(Stored data entries)
***
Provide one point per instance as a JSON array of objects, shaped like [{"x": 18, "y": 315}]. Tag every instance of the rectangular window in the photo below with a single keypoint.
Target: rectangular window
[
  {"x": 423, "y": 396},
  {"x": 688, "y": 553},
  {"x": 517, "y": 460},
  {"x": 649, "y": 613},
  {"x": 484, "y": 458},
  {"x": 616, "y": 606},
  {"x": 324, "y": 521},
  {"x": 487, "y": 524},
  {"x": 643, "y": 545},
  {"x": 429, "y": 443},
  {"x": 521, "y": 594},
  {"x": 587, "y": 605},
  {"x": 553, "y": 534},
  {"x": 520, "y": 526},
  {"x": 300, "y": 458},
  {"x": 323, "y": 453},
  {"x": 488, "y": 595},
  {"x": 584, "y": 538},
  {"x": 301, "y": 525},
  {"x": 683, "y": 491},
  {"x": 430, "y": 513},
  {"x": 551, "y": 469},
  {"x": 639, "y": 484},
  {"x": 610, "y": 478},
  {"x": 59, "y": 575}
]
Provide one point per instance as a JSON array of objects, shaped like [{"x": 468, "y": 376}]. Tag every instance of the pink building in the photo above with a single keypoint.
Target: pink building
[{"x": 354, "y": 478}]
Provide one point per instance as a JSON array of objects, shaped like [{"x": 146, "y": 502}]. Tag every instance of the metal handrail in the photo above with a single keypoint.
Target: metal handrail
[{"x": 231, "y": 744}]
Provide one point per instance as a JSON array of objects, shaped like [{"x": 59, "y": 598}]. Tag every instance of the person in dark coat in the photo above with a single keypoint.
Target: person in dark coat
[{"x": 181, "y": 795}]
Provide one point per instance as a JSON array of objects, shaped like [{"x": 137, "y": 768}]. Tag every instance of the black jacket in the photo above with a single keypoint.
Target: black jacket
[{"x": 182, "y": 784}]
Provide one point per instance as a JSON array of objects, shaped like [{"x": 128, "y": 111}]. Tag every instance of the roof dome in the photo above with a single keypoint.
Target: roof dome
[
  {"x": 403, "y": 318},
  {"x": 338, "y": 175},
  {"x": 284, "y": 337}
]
***
WHAT THE TASK REQUIRES
Set down exactly the lines that begin with the one containing "Target: black jacket" and end with the last line above, and no others.

SOLUTION TO THIS TASK
Target: black jacket
[{"x": 182, "y": 784}]
Provide one point per instance as a JSON array of objects, shaped like [{"x": 128, "y": 111}]. Tag every instance of the roof dome in the photo above with a single keypoint.
Target: roof dome
[
  {"x": 403, "y": 318},
  {"x": 338, "y": 175},
  {"x": 284, "y": 337}
]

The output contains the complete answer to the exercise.